But is it really fascism?
Throwing the word around so easily is a reflection of how unfamiliar we are with the horror of organized political violence and ethnic nationalism. Read a book about Europe between the world wars. Or better, reflect on our own history.
The practice of defining Americanness as Whiteness runs deep in American law and culture. And Whites often resorted to political violence to sustain this arrangement. During the Reconstruction era, whole states succumbed to paramilitary forces seeking the restoration of White rule. Call this fascism or something else; it was not a free country as you and I would ordinarily define it. During World War Two, African Americans launched a "Double V Campaign," seeking victory over what they saw as fascism at home and abroad. The civil rights movement achieved remarkable success in discrediting political violence and opening the way to multi-racial democracy. Unfortunately, there's now very little national memory of how White terrorism functioned politically in American history. So our unfamiliarity with fascist-like political movements is an indication both of how much has changed and of how much we have forgotten.

Dataset entries
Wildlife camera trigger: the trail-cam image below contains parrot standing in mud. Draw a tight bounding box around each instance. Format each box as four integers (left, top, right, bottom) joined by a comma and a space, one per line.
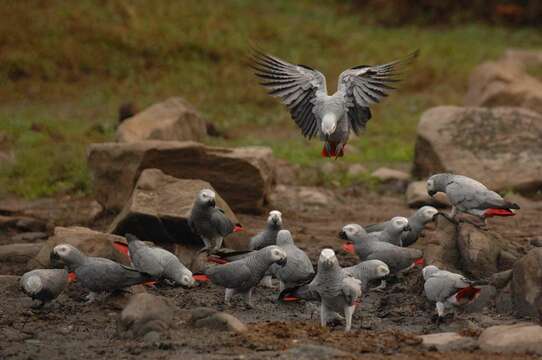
188, 189, 240, 254
344, 260, 390, 292
422, 265, 480, 319
203, 245, 287, 307
248, 210, 282, 250
368, 216, 410, 246
51, 244, 154, 303
339, 224, 424, 288
252, 50, 418, 158
427, 173, 519, 225
125, 234, 194, 287
270, 230, 314, 291
20, 269, 68, 308
365, 206, 438, 246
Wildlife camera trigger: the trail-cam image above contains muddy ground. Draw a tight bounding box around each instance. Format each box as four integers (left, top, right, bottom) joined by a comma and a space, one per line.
0, 187, 542, 359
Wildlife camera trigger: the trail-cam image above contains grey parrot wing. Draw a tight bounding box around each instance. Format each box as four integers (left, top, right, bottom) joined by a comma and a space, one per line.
253, 50, 327, 139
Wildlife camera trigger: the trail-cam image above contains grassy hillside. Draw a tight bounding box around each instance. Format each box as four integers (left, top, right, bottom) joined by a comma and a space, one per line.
0, 0, 542, 197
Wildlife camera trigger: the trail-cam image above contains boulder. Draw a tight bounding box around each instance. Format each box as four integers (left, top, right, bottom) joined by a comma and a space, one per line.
108, 169, 248, 268
405, 181, 450, 209
511, 248, 542, 316
465, 60, 542, 113
420, 332, 478, 351
28, 226, 130, 269
188, 308, 247, 333
88, 141, 274, 211
413, 106, 542, 193
117, 293, 175, 338
117, 97, 207, 142
478, 323, 542, 355
457, 223, 502, 279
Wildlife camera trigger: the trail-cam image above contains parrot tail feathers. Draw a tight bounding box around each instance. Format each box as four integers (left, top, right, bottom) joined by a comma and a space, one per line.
484, 208, 516, 217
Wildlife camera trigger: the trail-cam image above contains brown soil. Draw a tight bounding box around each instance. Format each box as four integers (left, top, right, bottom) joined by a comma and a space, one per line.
0, 184, 542, 359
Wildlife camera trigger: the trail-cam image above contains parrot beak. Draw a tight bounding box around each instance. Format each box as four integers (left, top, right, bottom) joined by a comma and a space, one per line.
342, 243, 356, 254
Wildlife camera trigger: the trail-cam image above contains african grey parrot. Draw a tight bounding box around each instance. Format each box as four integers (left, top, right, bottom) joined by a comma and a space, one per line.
126, 234, 194, 287
368, 216, 410, 246
248, 210, 282, 250
344, 260, 390, 291
422, 265, 480, 319
252, 50, 418, 157
270, 230, 314, 291
204, 245, 287, 307
365, 206, 438, 246
51, 244, 153, 302
427, 173, 519, 224
20, 269, 68, 308
188, 189, 243, 254
339, 224, 423, 287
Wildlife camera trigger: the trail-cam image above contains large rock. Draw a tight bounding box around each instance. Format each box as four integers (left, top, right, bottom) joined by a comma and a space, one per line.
117, 97, 207, 142
117, 293, 174, 338
511, 248, 542, 316
28, 226, 130, 269
413, 106, 542, 192
88, 141, 274, 211
478, 323, 542, 355
465, 60, 542, 113
108, 169, 247, 267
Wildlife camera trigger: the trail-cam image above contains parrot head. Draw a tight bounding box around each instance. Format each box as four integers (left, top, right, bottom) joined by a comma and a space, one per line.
277, 230, 294, 246
267, 210, 282, 226
418, 206, 438, 224
268, 245, 287, 266
197, 189, 216, 207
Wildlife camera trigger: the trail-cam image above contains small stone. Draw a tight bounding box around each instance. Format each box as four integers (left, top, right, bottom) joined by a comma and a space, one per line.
478, 323, 542, 355
420, 332, 478, 351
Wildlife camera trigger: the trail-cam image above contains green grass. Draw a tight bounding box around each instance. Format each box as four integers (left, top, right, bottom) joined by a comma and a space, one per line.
0, 0, 542, 197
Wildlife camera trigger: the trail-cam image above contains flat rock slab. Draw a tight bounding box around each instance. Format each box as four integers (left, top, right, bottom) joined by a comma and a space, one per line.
420, 332, 478, 351
108, 169, 248, 267
27, 226, 130, 269
117, 97, 207, 142
88, 141, 274, 211
413, 106, 542, 193
478, 323, 542, 355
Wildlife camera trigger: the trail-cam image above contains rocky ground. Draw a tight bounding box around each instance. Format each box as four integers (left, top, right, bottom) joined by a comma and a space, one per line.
0, 181, 542, 359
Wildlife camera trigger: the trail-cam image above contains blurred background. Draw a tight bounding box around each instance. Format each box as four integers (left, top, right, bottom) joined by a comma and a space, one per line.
0, 0, 542, 198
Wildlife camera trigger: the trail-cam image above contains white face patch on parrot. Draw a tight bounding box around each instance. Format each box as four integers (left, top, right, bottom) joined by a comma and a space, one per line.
24, 276, 43, 294
267, 210, 282, 225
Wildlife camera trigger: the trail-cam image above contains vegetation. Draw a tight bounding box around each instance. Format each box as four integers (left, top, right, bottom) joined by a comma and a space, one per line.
0, 0, 542, 197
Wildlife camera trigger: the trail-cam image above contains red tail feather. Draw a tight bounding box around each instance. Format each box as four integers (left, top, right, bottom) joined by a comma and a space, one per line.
192, 274, 209, 282
343, 243, 356, 255
207, 256, 228, 265
484, 208, 516, 217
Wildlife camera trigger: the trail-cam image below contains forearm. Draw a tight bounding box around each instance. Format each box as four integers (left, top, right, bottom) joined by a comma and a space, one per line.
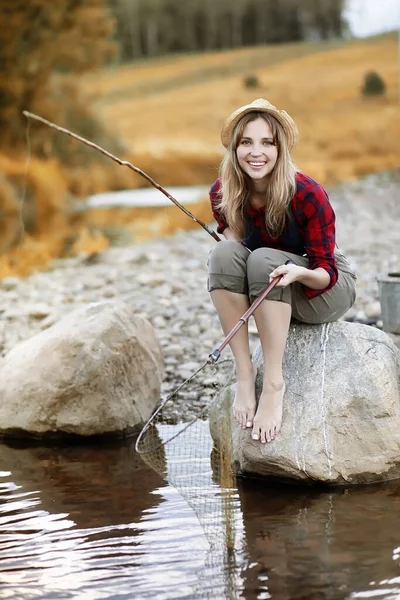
297, 267, 331, 290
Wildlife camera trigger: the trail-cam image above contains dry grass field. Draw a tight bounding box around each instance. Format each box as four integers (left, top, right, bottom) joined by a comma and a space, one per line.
93, 35, 400, 184
0, 35, 400, 278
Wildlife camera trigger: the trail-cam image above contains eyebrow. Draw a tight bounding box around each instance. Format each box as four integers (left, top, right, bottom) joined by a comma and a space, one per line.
241, 135, 274, 142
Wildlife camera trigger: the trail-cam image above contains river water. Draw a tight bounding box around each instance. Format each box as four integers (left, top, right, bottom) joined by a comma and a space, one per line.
0, 424, 400, 600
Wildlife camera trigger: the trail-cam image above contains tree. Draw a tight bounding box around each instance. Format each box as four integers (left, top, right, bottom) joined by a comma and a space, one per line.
0, 0, 114, 147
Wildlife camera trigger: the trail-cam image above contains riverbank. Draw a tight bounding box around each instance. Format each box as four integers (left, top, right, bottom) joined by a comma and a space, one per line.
0, 171, 400, 421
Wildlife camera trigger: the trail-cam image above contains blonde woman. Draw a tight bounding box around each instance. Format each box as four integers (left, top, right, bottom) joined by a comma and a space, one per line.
208, 98, 356, 443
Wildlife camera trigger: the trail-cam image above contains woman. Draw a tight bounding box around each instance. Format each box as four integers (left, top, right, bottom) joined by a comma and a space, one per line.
208, 98, 356, 443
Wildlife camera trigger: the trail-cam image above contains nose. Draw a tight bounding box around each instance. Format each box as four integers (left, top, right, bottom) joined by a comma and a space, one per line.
251, 143, 263, 156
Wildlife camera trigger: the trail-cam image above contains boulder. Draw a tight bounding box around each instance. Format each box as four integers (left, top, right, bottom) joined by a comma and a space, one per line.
210, 322, 400, 485
0, 301, 162, 437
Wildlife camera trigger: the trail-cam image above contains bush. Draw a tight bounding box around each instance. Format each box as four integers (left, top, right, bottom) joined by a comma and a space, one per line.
362, 71, 386, 96
243, 75, 260, 88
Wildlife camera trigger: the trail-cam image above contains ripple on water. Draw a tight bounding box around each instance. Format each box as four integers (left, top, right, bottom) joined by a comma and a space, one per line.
0, 425, 400, 600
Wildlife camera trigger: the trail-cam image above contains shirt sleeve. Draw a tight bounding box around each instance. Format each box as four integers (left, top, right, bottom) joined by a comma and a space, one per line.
210, 179, 228, 233
296, 182, 338, 300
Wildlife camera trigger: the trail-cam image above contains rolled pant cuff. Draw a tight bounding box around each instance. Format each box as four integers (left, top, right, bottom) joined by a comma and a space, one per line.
208, 273, 249, 296
249, 281, 292, 304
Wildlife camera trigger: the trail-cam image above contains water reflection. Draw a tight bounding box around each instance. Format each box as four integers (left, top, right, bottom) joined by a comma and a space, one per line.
0, 434, 400, 600
238, 480, 400, 600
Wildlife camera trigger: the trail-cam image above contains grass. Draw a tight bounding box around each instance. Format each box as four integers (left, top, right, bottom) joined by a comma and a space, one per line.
0, 34, 399, 278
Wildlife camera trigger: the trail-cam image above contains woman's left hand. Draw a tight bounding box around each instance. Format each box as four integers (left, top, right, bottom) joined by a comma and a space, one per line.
269, 264, 305, 287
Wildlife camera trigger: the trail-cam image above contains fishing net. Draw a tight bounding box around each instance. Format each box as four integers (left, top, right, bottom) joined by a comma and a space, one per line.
136, 360, 242, 598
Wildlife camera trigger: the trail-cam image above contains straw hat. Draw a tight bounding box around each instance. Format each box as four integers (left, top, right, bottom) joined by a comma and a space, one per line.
221, 98, 299, 152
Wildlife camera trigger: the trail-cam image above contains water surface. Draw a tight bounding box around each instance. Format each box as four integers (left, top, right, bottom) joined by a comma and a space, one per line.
0, 424, 400, 600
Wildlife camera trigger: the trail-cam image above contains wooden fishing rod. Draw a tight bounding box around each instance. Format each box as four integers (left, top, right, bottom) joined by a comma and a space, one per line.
22, 110, 221, 242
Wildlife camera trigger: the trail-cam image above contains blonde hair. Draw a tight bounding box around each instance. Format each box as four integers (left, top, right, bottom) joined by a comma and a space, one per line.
219, 111, 297, 238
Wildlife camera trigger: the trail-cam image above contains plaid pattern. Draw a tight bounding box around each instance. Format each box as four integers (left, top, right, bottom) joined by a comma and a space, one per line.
210, 173, 338, 300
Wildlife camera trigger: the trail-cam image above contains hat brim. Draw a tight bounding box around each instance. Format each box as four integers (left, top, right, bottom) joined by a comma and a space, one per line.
221, 105, 299, 152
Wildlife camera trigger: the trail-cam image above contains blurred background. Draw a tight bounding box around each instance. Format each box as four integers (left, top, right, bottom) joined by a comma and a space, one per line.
0, 0, 400, 278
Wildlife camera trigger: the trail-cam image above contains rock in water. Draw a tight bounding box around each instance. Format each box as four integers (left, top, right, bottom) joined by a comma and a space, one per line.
0, 301, 162, 436
210, 322, 400, 485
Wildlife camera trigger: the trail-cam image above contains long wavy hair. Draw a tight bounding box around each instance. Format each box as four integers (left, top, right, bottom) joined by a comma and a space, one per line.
219, 112, 297, 239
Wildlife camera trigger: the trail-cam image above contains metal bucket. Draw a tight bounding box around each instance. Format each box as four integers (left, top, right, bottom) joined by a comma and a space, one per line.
378, 271, 400, 334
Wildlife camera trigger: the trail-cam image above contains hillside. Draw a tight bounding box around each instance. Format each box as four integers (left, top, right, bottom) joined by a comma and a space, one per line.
0, 35, 399, 277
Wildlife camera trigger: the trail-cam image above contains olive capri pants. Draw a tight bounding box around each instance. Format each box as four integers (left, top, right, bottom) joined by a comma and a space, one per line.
208, 240, 356, 324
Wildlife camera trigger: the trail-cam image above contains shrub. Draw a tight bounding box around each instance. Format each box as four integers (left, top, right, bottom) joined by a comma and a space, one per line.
362, 71, 386, 96
243, 75, 260, 88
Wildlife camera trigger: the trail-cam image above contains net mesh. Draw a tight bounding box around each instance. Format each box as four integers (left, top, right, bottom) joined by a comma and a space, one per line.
136, 361, 242, 598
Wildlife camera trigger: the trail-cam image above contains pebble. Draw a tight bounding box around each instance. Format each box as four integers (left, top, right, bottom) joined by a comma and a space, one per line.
0, 172, 400, 422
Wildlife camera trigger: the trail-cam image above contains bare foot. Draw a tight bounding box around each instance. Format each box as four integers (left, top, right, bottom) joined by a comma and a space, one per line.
233, 365, 257, 429
251, 381, 285, 444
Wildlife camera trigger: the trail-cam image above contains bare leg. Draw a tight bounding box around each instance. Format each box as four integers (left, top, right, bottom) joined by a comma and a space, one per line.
211, 290, 257, 428
252, 300, 292, 443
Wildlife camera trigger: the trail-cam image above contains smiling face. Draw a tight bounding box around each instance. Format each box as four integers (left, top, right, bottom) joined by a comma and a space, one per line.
236, 117, 278, 188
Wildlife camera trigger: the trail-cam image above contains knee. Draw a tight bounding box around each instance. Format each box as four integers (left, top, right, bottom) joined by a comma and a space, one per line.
247, 248, 282, 281
208, 240, 249, 273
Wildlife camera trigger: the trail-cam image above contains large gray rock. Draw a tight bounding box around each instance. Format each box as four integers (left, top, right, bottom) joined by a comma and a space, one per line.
0, 301, 162, 436
210, 322, 400, 485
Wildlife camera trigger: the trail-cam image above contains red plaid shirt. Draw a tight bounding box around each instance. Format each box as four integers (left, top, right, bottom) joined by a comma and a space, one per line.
210, 172, 338, 300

→ **Work request 1**
According to the passage on fascism, why does our unfamiliarity with fascist-like political movements show both how much has changed and how much we have forgotten? Answer in one to three sentences.
→ **Work request 2**
Quote the passage on fascism starting at "Throwing the word" and ending at "our own history.".
→ **Work request 3**
Extend the passage on fascism, picking up after its final sentence.
The rows can be set aside, since none of the work draws on them.

→ **Exercise result 1**
It shows change because the civil rights movement succeeded in discrediting political violence and opening the way to multi-racial democracy. It shows forgetting because there is now very little national memory of how White terrorism functioned politically in American history.

→ **Exercise result 2**
Throwing the word around so easily is a reflection of how unfamiliar we are with the horror of organized political violence and ethnic nationalism. Read a book about Europe between the world wars. Or better, reflect on our own history.

→ **Exercise result 3**
The NAACP compared the Jim Crow South to America's fascist enemies during World War Two |
To be clear, Trump is not, at this stage, leading a fascist movement. Nor, in my judgment, is he ever likely to. But what is genuinely terrifying about Trump's emergence is that it shows the safeguards we thought our political system had built up are not there at all. Trump is so far beyond the pale, so manifestly unfit to exercise power, that the level of support he garners can be used to measure the health of our political system. The patient is more sick than we realized.
It's not that Trump is a fascist; it's that if people can support Trump they can support anybody. We must bear in mind that all this is happening at a moment of relative peace and prosperity. The economy is growing, unemployment is low, and Americans benefit from governance that is more efficient, responsive, and effective than in most of the world. Yet we're seeing the rise of a dangerous nihilism, a pervasive sense that we need an "outsider" to come in to Washington to blow things up. If Trump is empowered now, how much worse will it be in a moment of genuine economic crisis?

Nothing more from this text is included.